TASK INSTRUCTIONS —
Every entry that follows should be reproduced exactly.

SUPPLIED INFORMATION —
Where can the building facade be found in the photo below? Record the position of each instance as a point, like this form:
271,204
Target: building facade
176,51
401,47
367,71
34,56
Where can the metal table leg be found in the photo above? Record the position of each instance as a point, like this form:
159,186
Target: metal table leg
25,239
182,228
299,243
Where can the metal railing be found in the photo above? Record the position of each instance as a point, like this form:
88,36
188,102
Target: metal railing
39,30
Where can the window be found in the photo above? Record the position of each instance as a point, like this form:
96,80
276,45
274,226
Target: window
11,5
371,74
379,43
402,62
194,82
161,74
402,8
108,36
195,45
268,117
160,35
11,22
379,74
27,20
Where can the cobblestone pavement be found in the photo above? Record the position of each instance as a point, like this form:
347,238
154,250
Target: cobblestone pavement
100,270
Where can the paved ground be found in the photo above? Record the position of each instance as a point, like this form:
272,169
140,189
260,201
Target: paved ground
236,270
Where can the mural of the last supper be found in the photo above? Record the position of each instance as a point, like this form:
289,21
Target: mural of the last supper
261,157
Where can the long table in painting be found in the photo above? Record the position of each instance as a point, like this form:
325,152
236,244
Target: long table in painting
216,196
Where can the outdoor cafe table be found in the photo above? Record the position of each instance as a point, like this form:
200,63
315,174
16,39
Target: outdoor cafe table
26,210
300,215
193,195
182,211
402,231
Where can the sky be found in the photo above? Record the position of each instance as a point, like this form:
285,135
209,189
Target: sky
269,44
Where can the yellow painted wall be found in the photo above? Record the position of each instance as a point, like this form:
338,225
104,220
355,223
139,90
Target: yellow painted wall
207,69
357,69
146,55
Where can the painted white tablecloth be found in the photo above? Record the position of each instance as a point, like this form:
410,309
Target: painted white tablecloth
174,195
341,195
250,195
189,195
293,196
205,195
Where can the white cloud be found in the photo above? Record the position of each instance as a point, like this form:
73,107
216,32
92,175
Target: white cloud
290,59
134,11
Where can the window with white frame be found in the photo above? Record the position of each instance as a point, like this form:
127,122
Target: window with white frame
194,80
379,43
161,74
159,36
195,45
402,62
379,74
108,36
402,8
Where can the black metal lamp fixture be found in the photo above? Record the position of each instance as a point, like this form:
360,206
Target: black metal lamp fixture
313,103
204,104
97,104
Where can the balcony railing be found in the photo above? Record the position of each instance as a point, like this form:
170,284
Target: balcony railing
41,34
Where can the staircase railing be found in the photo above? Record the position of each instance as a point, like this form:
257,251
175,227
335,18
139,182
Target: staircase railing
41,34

CORRECT RESPONSE —
Where can the building facade be found in the photo below? Record the position of each instance as a point, like this form:
271,204
Target: building facade
176,51
401,47
367,71
34,56
Where can the metal table leg be found in the photo above? Record the position of each instance as a point, like this form:
159,186
Target: metal table leg
25,239
182,228
299,243
Where can the metal railing be found in the photo above? Record the position of each instance as a point, like this form:
88,36
188,102
Target: metal railing
39,30
Where can the window be found in the photo above? Record the position of each instance as a point, like this form:
96,80
276,45
274,226
Target: window
11,5
371,74
379,43
402,62
194,82
161,74
402,8
108,36
195,45
268,117
160,35
11,22
379,74
27,20
Where can the cobblestone pavement be found in the photo above? Record the position of each instance as a point, like this form:
347,238
154,250
Target: cobblestone pavement
100,270
Where can the paved ground be found in the photo above? Record the position of each instance as a point, like this form:
272,169
140,189
260,201
Target: paved ground
236,270
Where can the mural of the last supper be found in the photo above? Record the position of each instance as a point, like this form:
289,21
Target: mural of the last supper
261,157
Where can the long table in painting be found in the photo above? Record the position of each instance as a point, like this form:
325,152
236,244
Target: long table in painting
216,196
Where can the outdoor cafe table be found in the photo above? Record the position of each instance as a point, like this form:
200,63
315,174
16,39
Target: outdoor cafe table
26,210
300,215
193,195
182,211
402,231
Where can the sky be found in the photo above? Record the position of each instance as a point, like this form:
285,135
209,189
Target: sky
269,44
Where can the yellow painted wall be found in the photo above? Record the position of each instance as a point, like this form:
338,225
104,220
355,223
139,90
Target: yellow painted wall
207,69
357,69
146,55
Where can the painted white tablecloth be found in the photo above? Record the position of each instance as a point, like this form:
410,309
Target: painted white tablecloth
174,195
341,195
250,195
189,195
293,196
205,195
Where can the white cloud be found in the photo above? Record the position of each instance as a point, like this form:
73,107
216,32
92,175
Target: white cloud
290,59
134,11
Where can the window with white frame be found in the photo above? Record the position of each instance as a point, like this form:
127,122
Target: window with white frame
194,80
379,43
161,74
159,36
195,45
402,62
379,74
108,36
402,8
Where can the black metal lamp fixture be found in the photo above? Record the position of each instance as a point, like this form:
360,206
Target: black metal lamp fixture
313,103
204,104
97,104
Where can the balcony railing be found in the photo above? Record the position of each instance as a point, like this form:
170,284
Target: balcony railing
41,34
Where can the staircase railing be found in the photo above? Record the position of each instance as a point, like this form:
257,251
175,227
335,18
139,182
Target: staircase railing
41,34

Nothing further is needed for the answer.